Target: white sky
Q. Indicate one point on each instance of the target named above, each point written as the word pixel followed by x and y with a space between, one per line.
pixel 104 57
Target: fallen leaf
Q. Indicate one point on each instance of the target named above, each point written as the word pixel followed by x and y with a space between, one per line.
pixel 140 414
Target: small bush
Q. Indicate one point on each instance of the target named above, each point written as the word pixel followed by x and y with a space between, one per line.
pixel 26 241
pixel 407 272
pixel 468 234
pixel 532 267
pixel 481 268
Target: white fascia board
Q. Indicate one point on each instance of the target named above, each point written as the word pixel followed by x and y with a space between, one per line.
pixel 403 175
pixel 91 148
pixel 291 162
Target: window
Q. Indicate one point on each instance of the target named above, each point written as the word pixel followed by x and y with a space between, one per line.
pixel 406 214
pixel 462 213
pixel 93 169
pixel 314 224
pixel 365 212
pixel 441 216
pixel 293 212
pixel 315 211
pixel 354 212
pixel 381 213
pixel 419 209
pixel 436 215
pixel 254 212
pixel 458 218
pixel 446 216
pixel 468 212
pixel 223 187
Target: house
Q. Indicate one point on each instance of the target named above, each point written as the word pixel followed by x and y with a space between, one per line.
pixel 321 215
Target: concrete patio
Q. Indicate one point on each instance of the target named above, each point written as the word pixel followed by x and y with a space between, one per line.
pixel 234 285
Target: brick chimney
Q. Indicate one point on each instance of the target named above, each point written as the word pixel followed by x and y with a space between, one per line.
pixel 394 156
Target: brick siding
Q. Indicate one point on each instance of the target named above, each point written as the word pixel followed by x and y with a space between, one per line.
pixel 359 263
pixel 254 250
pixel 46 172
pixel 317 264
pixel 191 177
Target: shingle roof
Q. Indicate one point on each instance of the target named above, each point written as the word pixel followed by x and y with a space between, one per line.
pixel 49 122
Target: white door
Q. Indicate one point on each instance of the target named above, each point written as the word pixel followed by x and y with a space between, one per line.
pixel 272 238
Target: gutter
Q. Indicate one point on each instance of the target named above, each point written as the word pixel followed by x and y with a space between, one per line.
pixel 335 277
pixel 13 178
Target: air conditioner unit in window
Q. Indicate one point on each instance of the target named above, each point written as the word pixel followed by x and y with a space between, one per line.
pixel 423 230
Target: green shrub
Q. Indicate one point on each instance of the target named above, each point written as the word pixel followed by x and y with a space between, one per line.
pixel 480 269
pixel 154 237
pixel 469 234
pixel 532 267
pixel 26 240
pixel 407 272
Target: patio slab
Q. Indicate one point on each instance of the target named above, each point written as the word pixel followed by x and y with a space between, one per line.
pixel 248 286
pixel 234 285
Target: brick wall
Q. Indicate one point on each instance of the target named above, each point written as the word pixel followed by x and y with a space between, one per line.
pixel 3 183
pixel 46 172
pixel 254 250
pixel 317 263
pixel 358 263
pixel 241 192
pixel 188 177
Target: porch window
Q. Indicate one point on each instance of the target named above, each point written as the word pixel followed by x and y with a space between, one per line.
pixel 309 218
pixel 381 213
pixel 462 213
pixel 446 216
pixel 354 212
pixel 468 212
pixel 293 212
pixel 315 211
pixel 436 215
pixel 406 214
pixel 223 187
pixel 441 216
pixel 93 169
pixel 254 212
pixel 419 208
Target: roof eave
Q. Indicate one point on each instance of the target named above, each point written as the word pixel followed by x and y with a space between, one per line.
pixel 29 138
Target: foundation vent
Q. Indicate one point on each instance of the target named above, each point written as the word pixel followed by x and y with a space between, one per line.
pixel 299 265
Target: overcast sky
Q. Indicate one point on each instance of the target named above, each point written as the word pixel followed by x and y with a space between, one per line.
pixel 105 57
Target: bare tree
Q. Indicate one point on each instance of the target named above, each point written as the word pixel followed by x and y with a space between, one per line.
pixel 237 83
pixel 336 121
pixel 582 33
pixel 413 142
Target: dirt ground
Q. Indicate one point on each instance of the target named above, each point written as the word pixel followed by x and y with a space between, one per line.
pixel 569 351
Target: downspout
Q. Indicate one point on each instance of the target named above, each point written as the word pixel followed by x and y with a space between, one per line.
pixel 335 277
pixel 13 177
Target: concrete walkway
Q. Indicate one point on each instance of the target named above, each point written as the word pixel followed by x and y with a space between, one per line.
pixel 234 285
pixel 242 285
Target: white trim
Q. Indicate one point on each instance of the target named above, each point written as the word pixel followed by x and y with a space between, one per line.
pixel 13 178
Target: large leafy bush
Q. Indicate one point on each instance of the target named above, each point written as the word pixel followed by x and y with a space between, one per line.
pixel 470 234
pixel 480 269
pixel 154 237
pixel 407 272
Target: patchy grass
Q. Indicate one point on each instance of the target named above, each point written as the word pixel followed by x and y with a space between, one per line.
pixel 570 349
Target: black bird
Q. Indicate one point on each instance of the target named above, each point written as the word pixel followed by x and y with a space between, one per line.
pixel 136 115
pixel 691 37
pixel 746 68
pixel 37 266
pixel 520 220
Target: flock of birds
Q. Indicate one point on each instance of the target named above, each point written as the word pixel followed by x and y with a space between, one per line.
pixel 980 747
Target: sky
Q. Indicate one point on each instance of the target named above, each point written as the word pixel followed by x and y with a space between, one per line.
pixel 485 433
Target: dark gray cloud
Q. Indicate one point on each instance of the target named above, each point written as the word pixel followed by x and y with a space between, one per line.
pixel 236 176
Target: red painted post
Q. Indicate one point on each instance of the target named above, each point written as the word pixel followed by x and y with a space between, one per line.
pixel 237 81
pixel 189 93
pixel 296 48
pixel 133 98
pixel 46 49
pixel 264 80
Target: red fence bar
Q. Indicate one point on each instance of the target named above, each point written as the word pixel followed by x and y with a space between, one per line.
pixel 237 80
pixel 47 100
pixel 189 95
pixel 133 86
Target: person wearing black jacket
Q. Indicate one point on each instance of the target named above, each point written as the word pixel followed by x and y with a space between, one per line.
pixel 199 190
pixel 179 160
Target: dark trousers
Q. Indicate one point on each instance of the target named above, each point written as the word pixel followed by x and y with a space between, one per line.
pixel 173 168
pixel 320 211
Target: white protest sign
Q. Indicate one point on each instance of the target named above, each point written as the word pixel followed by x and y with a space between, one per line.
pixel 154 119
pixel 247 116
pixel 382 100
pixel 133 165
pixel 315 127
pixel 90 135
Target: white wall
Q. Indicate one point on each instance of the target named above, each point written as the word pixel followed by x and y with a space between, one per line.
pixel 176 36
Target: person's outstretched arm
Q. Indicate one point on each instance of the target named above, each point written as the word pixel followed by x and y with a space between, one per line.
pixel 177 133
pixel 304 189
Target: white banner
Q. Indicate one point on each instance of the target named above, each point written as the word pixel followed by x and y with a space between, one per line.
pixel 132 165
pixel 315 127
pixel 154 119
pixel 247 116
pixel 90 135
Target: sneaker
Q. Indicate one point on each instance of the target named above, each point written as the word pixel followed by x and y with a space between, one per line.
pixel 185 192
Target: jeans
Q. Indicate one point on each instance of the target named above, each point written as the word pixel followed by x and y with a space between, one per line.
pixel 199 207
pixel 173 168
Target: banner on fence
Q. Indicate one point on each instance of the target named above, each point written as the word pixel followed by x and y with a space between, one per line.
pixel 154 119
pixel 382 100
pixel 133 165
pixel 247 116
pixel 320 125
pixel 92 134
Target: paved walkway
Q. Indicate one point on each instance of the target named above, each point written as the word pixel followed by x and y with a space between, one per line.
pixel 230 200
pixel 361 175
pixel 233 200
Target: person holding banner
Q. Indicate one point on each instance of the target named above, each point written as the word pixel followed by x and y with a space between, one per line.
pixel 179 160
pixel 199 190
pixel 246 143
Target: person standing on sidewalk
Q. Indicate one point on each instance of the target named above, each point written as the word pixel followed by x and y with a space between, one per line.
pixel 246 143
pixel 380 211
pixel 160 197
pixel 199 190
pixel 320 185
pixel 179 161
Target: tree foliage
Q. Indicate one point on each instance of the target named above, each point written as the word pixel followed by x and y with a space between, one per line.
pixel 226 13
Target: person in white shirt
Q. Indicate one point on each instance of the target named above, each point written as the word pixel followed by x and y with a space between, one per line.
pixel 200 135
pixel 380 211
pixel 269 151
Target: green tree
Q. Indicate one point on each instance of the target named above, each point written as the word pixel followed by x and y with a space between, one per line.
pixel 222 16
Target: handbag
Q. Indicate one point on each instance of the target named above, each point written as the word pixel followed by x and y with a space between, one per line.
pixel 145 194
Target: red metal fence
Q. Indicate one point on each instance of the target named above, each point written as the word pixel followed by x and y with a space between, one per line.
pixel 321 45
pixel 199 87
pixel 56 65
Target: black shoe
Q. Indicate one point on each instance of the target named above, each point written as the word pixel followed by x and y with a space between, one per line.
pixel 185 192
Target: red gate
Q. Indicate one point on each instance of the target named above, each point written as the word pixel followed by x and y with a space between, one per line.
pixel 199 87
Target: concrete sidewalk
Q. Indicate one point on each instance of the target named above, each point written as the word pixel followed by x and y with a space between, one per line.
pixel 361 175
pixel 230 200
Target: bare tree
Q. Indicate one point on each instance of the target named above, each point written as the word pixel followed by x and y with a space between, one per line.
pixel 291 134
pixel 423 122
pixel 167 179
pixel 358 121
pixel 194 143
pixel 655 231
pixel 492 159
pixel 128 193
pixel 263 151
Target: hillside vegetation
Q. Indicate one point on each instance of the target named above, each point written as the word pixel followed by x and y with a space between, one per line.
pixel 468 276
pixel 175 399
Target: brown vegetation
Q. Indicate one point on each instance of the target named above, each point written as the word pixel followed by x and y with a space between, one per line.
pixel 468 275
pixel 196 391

———

- [TASK REQUIREMENTS]: Write out exactly the lines from the one containing "Target: red metal fence" through the end of the data, both included. Add nothing else.

- [WRITTEN SOLUTION]:
Target: red metal fence
Q. Indicate one point on each instance of the target named above, each point written as the word pixel followed by x and y with a space between, one per line.
pixel 321 45
pixel 199 87
pixel 56 65
Target: black shoe
Q. Indicate one point on each instance of the target named above, each point written as the word pixel followed by x and y with a space between, one per line.
pixel 185 192
Target: red gate
Q. Indicate one point on each instance of the target named above, each point written as the word pixel followed by x and y with a space between, one per line.
pixel 199 87
Target: concrete sidewalk
Q. Indicate one point on each instance of the target named above, each point written as the word pixel followed by x and y with a space between, one per line.
pixel 361 175
pixel 230 200
Target: bare tree
Q. Indicate one point on each instance of the target named above, each point written as the word pixel followed by x and y with a space between, one per line.
pixel 291 134
pixel 423 122
pixel 167 179
pixel 358 121
pixel 194 143
pixel 655 231
pixel 492 159
pixel 128 193
pixel 263 151
Target: hillside vegetation
Q. Indicate one point on each instance of the target named above, each point written as the word pixel followed by x and y with a space between, one per line.
pixel 468 276
pixel 175 399
Target: brown vegetation
Q. Indicate one point on each instance of the target named above, each point written as the word pixel followed by x and y with a space between, one per line.
pixel 468 275
pixel 196 391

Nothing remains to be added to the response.